DOCUMENT EXCERPT:
--*--

The band, consisting of three Afghani youngsters, is rather aptly called Kabul Dreams’. Siddique Ahmed is the bass guitarist for the Indie-rock band; Mujtaba Habibi is on drums and Suleiman Qardash plays the guitar and provides the vocals.
The band flew in from across the western border to perform at the city’s Base Rock Cafe. It will stage performances for two days and sing 10 English songs as well as numbers written in the Dari language. The music played by this Afghan band was highly regarded by the music enthusiasts who had gathered to witness the performance.
Inspired mostly by the West, the band prefers to play independent or indie rock music. However, the group has also composed some songs in the Dari and Uzbek languages. “Most of our songs in the local language promote positive notions such as peace, freedom and friendship. We want to portray the softer, more positive side of out country,” said Qardash. The name of the band signifies the dreams and aspirations of the youth living in the war-ravaged country of Afghanistan.
Kabul Dreams dates back to 2008 when all the three band members were returning to their home soil after they had fled to avoid the Soviet War which broke out in 1988. The seed to start off a proper band was planted in Qardash’s head in late December 2008. The vocalist had been playing with a local band in Afghanistan called ‘Signal Fire’.
“We met a gathering where the three of us decided to start a music band. It was a pleasant encounter and we needed somebody like Suleiman Qardash who can compose as well as sing since Mujtaba and I only play instruments,” shared Ahmed.
The global community tends to think of Afghanistan as a country with a closed society and

Kabul Dreams intends to change that perception. “The younger generation of Afghans enjoys western music and always welcomes our tunes. They are evolving as time goes on,” Ahmed highlighted, while sharing his views on the youth of his country. He added that despite the ban imposed by the Taliban for a certain period of time, Afghans always appreciated good music.
Besides Kabul Dreams, there are around seven other underground bands which are equally active in Afghanistan, which reflects the growing popularity of western music among the Afghan youth. “Apart from us, there are others that are based in Kabul, while one of the bands is from Herat.”

--*--

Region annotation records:

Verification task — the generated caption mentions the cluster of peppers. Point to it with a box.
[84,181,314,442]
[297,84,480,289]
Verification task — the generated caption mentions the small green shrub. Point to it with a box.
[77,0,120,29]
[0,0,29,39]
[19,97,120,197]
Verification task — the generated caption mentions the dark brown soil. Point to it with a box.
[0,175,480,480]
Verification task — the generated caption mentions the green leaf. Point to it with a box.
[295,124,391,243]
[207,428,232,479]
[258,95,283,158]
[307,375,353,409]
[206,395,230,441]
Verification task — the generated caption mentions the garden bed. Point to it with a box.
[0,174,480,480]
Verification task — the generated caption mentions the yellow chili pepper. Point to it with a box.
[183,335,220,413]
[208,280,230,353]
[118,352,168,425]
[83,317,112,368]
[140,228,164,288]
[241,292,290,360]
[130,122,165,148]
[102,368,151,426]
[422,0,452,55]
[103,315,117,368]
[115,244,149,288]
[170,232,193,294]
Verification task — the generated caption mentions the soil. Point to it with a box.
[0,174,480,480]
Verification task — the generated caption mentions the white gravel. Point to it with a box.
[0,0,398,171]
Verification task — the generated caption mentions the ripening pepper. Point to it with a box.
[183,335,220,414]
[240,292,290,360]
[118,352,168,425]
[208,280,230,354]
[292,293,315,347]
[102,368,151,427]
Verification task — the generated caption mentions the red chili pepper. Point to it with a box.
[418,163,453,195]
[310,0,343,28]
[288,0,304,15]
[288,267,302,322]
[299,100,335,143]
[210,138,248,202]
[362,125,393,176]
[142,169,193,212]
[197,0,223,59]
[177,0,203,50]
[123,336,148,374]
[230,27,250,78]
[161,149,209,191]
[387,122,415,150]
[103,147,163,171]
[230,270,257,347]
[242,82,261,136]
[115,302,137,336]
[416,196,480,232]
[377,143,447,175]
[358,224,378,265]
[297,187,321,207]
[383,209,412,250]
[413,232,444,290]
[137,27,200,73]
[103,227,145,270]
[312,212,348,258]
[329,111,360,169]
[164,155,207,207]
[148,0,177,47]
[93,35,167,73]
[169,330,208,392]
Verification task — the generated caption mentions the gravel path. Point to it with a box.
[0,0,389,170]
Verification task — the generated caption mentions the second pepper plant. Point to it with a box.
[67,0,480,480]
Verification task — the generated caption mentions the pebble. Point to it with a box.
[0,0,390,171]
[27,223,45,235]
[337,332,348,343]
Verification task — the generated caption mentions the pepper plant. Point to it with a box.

--*--

PROBLEMS:
A. Add 64 to every coordinate in the answers of the records between the line holding "Verification task — the generated caption mentions the garden" and the line holding "[102,368,151,427]", inclusive, and write out all of those lines again, requests included.
B. Continue the article on the band Kabul Dreams from the point where it stops.

ANSWERS GIVEN:
A.
Verification task — the generated caption mentions the garden bed. Point to it with a box.
[64,238,544,544]
Verification task — the generated caption mentions the yellow chili pepper. Point to it with a box.
[247,399,284,477]
[272,344,294,417]
[182,416,232,489]
[147,381,176,432]
[204,292,228,352]
[305,356,354,424]
[194,186,229,212]
[166,432,215,490]
[486,64,516,119]
[167,379,181,432]
[179,308,213,352]
[234,296,257,358]
Verification task — the generated caption mentions the soil. Point to it with a box.
[64,238,544,544]
Verification task — the generated caption mentions the white gravel. Point to it with a box.
[64,64,462,235]
Verification task — the generated caption mentions the ripening pepper. Point to it with a box.
[247,399,284,478]
[304,356,354,424]
[182,416,232,489]
[272,344,294,418]
[356,357,379,411]
[166,432,215,491]

B.
Ahmed had moved with his family to Islamabad in 1989, where he lived with his family for 15 years while his country was fending off an invasion from the Soviet Union. When the situation improved, Ahmed returned to Kabul in 2004 and has been living there since.
Qardash returned to his home country a few years later in 2007 after living in Uzbekistan for 10 years. On the other hand, the drummer Mujtaba Habibi had never been to his ancestral town of Kabul until his family returned in 2002 from Iran.
Although music is their passion, the three band members are also completing their Bachelors in Kabul. Ahmed and Habibi are doing their Bachelors in social science, while Qardash is studying economics.
Apart from studies and music, the band members keep themselves busy by working in the Afghan media. Qardash is a news anchor at a private channel, whereas Habibi and Ahmed are producers for a music show on one of the local radio stations.
Kabul Dreams has already performed in Istanbul, Delhi and Jaipur. Although the band has not played in other cities of Afghanistan other than Kabul, it intends to perform in places such as Herat in the future.
Part of their future plans also involves the launch of a music album that will contain 12 tracks. The band intends to record these songs abroad. “Since we do not have good recording studios in Afghanistan, we are planning to record these songs abroad. However, we are yet to decide where these tracks would be recorded.”
Some of the tracks have already been played at various performances in Afghanistan, but the album will contain some exclusive numbers, stressed Ahmed. The band has already introduced its extended play (EP) album, which consists of five English songs and was launched as a promotional exercise.